* What you will do
In the listing below, find every line containing "window" and copy it out.

* Given data
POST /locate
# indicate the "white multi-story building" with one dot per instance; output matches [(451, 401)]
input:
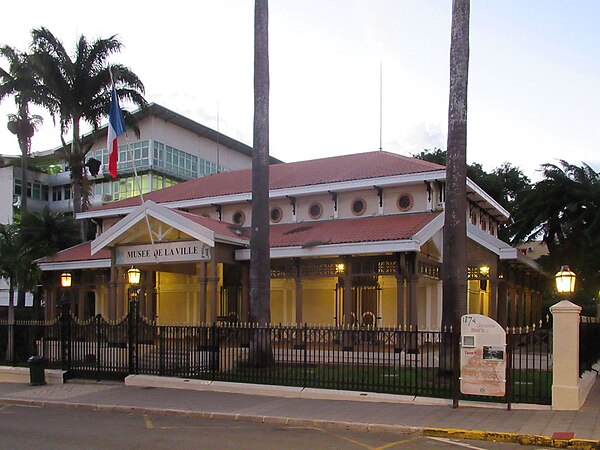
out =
[(170, 148)]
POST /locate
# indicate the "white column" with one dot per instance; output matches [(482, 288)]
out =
[(565, 356)]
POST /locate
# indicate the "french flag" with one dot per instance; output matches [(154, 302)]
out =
[(116, 127)]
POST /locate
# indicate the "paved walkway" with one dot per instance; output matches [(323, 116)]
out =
[(526, 426)]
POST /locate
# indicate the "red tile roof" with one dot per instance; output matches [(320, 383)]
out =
[(341, 231), (304, 173), (305, 234), (79, 252)]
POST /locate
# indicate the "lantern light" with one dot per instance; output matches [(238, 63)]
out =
[(65, 279), (133, 275), (565, 280)]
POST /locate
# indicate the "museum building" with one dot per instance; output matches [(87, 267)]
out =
[(355, 240)]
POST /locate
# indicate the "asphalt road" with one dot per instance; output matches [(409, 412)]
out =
[(58, 428)]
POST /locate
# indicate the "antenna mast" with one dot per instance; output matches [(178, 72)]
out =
[(380, 106)]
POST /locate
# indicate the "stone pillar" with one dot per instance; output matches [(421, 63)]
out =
[(202, 280), (81, 302), (349, 320), (213, 281), (502, 304), (493, 288), (513, 305), (120, 303), (298, 300), (413, 317), (51, 303), (149, 290), (565, 353), (400, 298), (245, 281), (348, 317), (112, 288)]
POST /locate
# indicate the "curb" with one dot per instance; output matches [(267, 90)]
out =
[(515, 438), (450, 433)]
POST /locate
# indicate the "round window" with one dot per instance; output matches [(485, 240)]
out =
[(358, 207), (276, 214), (405, 202), (315, 210), (239, 217)]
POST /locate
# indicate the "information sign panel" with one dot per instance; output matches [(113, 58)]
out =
[(482, 356)]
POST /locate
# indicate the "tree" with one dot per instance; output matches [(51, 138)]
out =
[(21, 82), (506, 184), (562, 209), (78, 89), (50, 231), (454, 269), (18, 267), (260, 263)]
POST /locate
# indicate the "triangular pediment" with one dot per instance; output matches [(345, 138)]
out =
[(152, 223)]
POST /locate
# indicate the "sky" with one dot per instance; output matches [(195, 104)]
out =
[(534, 73)]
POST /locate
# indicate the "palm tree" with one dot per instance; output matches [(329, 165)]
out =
[(454, 271), (21, 82), (260, 263), (562, 209), (50, 231), (78, 89), (18, 267), (454, 266)]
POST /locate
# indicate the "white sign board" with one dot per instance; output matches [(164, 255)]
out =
[(482, 356), (178, 251)]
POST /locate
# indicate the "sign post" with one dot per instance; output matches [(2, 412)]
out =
[(482, 356)]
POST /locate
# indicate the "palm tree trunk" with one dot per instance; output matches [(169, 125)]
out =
[(454, 268), (260, 268), (77, 174), (24, 143), (10, 346), (455, 220)]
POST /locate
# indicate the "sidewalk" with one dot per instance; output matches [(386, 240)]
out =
[(525, 426)]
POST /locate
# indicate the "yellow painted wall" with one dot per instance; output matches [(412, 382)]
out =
[(388, 301)]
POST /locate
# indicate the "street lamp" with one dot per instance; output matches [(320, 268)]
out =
[(565, 280), (65, 282), (484, 273), (133, 276), (65, 279)]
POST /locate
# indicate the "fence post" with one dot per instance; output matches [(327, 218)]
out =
[(565, 356), (133, 334), (65, 331)]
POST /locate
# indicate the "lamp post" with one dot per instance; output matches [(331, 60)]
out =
[(565, 281), (484, 275), (133, 276), (66, 280)]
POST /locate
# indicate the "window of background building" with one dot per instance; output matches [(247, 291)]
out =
[(57, 193)]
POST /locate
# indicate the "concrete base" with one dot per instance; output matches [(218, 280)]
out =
[(9, 374), (298, 392), (572, 398)]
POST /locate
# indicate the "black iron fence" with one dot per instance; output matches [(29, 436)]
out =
[(387, 360)]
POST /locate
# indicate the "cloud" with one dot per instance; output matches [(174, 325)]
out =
[(418, 137)]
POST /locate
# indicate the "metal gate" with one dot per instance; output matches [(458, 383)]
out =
[(366, 304)]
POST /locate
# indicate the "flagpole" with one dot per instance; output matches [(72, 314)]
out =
[(136, 179)]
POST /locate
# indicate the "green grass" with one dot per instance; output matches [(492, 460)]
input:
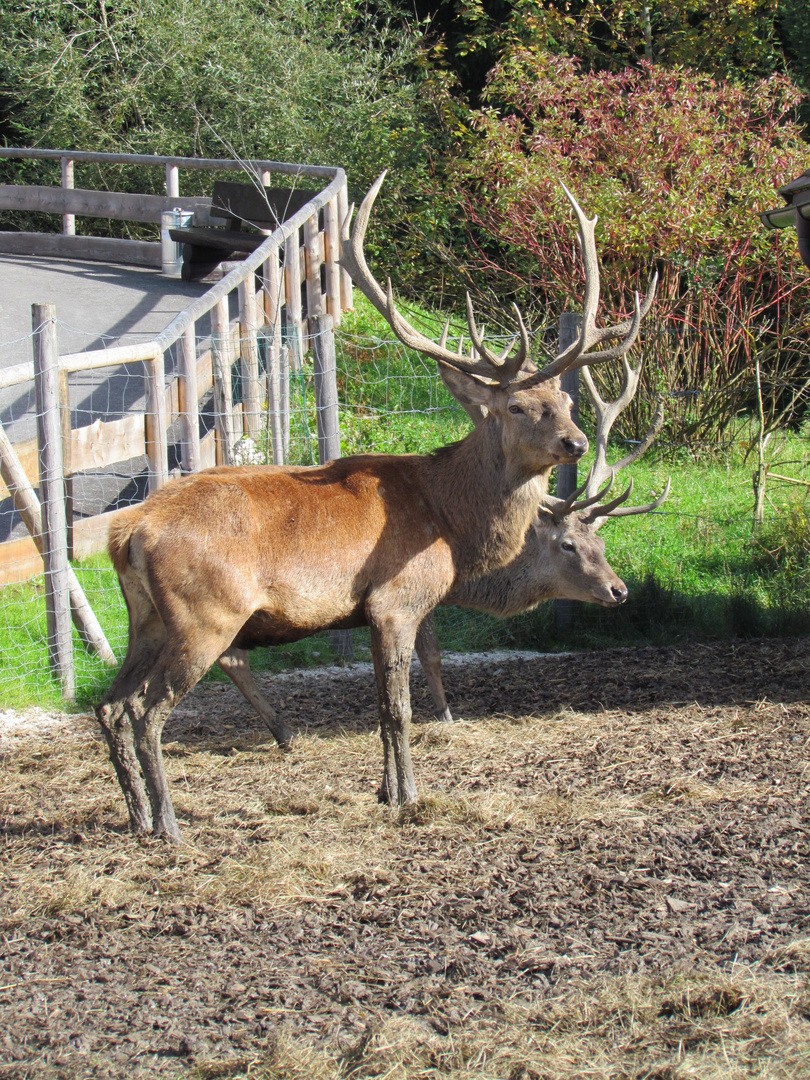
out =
[(693, 568)]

* Solution below
# indicate the "round window" with one dot per instance; output matches [(485, 240)]
# indicate the "window of background building" with one dot per instance; output matches [(247, 291)]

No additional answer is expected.